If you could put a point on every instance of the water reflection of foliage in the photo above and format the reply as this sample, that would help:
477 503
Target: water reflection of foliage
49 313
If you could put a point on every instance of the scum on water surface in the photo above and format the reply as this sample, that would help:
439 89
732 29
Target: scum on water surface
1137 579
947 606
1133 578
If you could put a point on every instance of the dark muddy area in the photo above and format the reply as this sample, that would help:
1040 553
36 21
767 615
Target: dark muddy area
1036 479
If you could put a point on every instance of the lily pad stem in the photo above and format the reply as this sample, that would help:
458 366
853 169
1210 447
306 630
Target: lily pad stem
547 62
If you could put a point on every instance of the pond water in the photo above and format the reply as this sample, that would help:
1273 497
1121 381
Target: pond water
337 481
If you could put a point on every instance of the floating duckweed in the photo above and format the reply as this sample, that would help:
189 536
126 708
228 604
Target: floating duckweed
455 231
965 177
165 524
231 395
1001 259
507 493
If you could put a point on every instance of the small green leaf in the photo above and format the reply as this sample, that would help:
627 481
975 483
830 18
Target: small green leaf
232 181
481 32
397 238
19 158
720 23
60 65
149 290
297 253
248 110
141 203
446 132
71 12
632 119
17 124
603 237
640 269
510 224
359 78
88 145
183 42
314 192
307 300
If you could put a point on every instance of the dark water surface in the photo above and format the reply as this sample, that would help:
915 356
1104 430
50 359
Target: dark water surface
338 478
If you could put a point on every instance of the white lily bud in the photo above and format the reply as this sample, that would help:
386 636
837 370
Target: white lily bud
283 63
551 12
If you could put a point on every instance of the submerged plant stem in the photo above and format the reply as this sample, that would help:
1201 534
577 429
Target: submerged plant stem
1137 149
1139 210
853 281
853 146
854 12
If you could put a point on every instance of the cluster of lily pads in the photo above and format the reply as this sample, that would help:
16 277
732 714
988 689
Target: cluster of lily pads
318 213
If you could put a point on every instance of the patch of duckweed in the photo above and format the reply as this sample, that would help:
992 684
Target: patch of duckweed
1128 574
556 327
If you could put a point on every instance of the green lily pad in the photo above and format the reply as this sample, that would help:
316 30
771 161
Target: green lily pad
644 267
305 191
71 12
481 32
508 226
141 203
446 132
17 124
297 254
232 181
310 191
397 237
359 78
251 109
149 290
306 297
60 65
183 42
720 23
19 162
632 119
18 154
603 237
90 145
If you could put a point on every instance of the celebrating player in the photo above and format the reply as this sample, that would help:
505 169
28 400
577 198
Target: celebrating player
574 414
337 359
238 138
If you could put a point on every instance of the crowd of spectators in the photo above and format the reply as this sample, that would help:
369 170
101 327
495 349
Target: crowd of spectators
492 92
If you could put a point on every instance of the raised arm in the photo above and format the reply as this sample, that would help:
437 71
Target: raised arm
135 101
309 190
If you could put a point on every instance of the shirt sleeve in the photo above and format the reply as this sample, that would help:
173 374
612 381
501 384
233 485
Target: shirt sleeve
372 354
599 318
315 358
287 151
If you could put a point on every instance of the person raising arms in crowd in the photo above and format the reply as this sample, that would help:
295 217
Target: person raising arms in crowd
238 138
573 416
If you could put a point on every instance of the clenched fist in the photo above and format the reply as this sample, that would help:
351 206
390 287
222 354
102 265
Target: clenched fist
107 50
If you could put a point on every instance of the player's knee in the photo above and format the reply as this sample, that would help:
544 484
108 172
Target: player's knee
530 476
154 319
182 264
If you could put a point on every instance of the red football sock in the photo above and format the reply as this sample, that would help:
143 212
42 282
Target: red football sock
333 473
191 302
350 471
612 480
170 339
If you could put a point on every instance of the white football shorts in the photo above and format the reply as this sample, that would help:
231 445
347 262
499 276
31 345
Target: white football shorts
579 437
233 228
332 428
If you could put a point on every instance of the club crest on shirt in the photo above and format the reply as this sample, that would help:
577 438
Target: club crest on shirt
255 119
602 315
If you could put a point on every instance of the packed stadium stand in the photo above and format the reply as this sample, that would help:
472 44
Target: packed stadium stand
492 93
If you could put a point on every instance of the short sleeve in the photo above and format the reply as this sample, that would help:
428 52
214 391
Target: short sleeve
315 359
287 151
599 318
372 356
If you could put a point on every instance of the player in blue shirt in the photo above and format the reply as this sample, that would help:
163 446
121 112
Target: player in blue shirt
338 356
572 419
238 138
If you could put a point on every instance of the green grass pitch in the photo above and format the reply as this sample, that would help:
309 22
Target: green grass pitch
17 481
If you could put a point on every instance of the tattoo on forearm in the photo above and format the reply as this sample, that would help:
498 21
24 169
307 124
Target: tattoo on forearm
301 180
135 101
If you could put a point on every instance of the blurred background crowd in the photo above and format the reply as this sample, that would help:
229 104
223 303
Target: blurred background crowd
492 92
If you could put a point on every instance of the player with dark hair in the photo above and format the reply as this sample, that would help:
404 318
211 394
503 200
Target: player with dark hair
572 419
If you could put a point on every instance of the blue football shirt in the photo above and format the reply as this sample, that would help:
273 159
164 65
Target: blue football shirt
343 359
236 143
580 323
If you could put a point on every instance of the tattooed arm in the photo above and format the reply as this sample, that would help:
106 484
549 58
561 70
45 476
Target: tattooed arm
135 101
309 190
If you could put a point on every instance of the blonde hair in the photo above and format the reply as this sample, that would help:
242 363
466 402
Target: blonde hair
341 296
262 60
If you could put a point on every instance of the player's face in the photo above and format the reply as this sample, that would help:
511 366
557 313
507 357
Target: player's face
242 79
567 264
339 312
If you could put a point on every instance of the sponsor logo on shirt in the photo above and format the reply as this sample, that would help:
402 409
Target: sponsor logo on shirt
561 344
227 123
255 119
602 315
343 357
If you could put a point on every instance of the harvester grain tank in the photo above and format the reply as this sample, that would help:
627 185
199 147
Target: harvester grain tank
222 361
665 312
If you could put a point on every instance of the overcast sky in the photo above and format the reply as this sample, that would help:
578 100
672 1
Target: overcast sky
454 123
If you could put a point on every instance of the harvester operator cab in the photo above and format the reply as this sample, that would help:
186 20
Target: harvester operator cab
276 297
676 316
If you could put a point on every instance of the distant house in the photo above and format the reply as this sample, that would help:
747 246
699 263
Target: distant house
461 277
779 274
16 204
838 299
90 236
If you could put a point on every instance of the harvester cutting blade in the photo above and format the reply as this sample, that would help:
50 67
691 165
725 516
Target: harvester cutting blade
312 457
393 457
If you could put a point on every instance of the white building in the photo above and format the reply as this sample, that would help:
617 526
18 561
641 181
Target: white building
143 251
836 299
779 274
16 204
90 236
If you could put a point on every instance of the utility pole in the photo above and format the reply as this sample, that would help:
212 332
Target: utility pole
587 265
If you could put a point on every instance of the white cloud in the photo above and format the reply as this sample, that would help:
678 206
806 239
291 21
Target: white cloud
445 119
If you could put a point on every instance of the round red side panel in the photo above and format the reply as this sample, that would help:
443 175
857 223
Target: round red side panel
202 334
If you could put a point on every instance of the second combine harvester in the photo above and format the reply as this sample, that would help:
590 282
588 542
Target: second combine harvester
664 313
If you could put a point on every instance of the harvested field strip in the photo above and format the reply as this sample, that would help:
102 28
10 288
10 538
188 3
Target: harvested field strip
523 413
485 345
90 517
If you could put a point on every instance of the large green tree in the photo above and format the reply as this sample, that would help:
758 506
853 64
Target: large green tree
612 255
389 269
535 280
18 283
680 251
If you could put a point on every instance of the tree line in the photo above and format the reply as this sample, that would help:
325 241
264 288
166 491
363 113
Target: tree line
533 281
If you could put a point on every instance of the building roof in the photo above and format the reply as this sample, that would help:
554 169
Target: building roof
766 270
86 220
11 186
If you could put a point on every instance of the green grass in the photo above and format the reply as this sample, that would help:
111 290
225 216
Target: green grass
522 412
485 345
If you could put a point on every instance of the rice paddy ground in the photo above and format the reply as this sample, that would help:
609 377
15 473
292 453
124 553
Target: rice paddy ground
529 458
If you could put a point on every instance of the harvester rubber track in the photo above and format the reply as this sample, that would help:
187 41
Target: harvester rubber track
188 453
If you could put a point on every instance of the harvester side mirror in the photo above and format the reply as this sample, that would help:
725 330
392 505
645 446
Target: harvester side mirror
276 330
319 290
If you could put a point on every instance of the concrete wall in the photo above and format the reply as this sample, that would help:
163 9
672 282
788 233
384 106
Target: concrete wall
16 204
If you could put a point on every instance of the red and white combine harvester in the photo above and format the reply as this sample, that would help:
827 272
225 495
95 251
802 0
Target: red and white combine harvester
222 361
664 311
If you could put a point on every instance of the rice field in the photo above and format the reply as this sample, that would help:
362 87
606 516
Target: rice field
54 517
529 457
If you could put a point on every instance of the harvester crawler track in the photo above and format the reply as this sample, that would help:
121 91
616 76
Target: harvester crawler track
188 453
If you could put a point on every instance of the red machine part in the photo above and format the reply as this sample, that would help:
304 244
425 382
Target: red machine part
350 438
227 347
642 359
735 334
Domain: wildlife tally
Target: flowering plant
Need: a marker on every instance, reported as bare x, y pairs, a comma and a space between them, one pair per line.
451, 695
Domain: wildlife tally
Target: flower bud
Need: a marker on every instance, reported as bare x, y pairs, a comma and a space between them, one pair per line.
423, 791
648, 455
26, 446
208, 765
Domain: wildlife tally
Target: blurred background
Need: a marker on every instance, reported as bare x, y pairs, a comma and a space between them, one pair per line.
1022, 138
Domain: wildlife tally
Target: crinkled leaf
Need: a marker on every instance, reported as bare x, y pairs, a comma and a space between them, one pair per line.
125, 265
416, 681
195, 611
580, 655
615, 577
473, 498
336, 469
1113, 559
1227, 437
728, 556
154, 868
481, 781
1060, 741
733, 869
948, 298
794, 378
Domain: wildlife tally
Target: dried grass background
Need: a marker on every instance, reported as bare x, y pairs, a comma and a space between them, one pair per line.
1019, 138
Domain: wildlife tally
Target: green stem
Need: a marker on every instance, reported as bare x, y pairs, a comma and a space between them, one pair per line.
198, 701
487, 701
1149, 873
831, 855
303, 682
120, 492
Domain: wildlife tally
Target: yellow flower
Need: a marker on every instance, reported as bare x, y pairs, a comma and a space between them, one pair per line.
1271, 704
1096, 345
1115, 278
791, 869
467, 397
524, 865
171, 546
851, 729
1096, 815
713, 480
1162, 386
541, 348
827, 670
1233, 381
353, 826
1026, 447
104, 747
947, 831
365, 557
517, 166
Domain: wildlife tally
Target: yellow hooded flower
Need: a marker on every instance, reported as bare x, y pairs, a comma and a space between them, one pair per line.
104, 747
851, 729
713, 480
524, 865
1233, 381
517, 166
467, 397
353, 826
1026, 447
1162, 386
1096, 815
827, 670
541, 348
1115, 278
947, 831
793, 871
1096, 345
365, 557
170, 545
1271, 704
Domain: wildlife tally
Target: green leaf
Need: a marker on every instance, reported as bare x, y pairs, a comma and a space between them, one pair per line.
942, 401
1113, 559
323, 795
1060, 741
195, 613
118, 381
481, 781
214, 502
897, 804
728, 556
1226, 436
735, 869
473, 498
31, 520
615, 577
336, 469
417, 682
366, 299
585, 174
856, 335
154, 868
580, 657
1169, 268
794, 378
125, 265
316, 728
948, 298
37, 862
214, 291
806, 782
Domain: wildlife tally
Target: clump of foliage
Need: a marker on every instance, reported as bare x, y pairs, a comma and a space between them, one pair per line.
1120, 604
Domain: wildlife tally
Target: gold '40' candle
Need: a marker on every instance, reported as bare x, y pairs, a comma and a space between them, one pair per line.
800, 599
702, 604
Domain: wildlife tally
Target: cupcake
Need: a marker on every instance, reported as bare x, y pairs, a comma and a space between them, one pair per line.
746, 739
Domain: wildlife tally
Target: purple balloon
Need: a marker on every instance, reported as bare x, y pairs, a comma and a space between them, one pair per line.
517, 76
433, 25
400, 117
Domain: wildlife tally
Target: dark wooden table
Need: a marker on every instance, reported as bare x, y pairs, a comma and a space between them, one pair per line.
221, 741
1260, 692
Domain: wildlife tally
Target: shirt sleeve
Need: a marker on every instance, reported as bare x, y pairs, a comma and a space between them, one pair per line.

====================

■ What you should do ■
Count the lines in the items above that contain the string "crowd", and give only that number.

■ Reply to the task ■
6